■ WRITTEN INSTRUCTION: Format the items below as a numbered list, from the first line through the line containing "[291, 1135]", and omit any blank lines.

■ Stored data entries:

** BEGIN **

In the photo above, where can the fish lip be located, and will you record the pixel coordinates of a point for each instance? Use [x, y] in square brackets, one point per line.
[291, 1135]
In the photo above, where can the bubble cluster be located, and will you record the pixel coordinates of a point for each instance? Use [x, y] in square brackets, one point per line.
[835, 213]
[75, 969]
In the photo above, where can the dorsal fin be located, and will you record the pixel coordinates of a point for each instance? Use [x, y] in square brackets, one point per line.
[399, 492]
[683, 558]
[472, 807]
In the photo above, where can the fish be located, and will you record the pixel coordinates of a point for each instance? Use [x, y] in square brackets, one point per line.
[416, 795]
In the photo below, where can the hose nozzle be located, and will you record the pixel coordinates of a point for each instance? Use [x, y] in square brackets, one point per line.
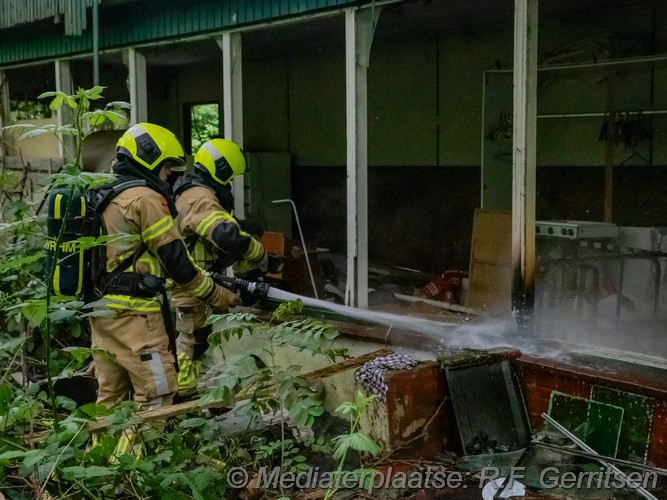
[257, 289]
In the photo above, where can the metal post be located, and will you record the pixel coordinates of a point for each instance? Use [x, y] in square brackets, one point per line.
[359, 30]
[232, 102]
[524, 162]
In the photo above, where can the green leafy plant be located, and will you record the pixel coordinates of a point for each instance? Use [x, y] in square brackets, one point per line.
[354, 439]
[262, 385]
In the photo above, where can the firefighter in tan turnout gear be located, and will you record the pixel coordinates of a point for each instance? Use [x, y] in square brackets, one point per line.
[216, 241]
[144, 249]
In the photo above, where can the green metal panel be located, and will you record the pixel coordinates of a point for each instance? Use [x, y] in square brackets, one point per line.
[139, 22]
[73, 13]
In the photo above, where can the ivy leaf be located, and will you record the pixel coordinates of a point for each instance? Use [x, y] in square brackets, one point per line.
[190, 423]
[78, 472]
[80, 354]
[94, 93]
[60, 315]
[119, 105]
[34, 311]
[115, 118]
[95, 118]
[57, 102]
[354, 441]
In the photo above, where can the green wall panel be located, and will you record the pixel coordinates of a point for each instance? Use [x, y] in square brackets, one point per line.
[142, 22]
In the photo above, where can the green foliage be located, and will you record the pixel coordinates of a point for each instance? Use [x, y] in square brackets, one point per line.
[205, 119]
[353, 440]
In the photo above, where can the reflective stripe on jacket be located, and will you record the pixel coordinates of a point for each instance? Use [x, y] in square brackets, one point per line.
[139, 217]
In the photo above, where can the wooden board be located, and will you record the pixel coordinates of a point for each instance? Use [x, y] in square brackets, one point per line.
[490, 281]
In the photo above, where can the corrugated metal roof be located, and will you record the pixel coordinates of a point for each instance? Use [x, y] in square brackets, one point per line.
[129, 23]
[73, 13]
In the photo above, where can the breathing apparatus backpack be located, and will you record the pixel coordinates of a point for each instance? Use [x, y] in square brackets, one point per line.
[80, 270]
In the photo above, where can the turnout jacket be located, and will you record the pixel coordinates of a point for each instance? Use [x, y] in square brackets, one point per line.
[140, 217]
[214, 237]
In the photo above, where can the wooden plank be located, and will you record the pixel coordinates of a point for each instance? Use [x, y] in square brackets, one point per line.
[490, 282]
[190, 406]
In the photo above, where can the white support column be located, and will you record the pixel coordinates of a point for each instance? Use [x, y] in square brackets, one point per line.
[136, 83]
[64, 115]
[359, 30]
[523, 161]
[232, 91]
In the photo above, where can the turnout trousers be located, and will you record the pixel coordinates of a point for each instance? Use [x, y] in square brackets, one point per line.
[143, 366]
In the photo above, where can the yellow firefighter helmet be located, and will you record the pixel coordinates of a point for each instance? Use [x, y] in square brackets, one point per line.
[222, 159]
[149, 145]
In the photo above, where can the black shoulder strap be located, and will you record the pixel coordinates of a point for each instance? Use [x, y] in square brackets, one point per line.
[101, 197]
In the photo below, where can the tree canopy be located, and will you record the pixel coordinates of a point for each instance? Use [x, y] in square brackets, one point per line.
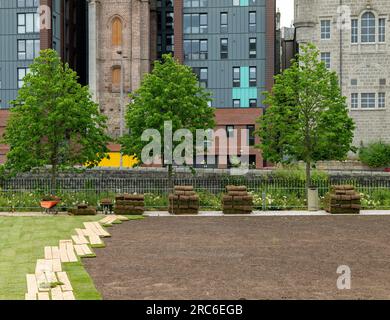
[307, 116]
[53, 120]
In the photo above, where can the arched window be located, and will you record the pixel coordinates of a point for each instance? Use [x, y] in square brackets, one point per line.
[368, 27]
[116, 38]
[116, 77]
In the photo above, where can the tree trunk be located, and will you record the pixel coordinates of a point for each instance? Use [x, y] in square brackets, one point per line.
[54, 178]
[308, 179]
[170, 176]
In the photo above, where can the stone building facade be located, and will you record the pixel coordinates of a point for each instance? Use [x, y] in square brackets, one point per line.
[119, 30]
[353, 38]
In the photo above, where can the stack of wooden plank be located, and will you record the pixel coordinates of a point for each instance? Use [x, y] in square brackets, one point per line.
[129, 204]
[343, 199]
[83, 210]
[184, 200]
[237, 200]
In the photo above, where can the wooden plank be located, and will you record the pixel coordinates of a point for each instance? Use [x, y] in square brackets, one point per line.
[63, 277]
[79, 239]
[55, 253]
[63, 253]
[79, 249]
[42, 282]
[32, 286]
[101, 230]
[86, 249]
[70, 251]
[48, 253]
[123, 218]
[57, 265]
[56, 294]
[43, 296]
[30, 296]
[68, 295]
[105, 220]
[40, 266]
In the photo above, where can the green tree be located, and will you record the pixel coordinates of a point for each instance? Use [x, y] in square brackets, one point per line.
[171, 92]
[53, 120]
[307, 117]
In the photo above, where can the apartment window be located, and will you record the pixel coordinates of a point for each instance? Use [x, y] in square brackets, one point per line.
[224, 48]
[252, 103]
[354, 100]
[251, 134]
[195, 23]
[368, 100]
[28, 49]
[195, 3]
[27, 3]
[202, 75]
[252, 76]
[368, 27]
[354, 31]
[325, 57]
[224, 22]
[382, 30]
[236, 77]
[236, 103]
[21, 74]
[195, 49]
[252, 21]
[252, 48]
[28, 23]
[325, 29]
[381, 100]
[230, 131]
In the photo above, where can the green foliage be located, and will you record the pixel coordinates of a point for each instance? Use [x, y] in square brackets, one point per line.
[170, 93]
[54, 120]
[375, 155]
[307, 118]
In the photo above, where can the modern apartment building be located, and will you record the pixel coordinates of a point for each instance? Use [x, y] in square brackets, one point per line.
[230, 44]
[353, 38]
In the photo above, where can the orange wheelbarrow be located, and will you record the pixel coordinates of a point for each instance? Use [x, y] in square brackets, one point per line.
[50, 206]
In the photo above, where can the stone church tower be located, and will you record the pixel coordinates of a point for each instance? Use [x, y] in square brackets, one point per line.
[121, 35]
[353, 37]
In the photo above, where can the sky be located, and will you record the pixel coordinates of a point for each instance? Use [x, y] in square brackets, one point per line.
[286, 8]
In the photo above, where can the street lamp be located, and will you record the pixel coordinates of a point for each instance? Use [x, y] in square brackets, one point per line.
[121, 124]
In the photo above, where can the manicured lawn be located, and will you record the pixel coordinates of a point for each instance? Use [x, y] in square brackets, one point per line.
[22, 240]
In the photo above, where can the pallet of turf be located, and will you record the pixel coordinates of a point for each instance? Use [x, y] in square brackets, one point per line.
[83, 210]
[129, 204]
[184, 200]
[237, 200]
[343, 199]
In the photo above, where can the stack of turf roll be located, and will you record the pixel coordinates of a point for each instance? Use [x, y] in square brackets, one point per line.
[237, 201]
[129, 204]
[342, 199]
[184, 200]
[83, 210]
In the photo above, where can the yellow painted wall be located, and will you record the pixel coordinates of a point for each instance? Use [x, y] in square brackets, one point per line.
[114, 161]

** END **

■ SOLUTION TO THIS TASK:
1. In the photo above, where can the fish lip be located, and will you record the pixel coordinates of a point for each instance? Use [x, y] in square brackets, one point per line.
2. [291, 1135]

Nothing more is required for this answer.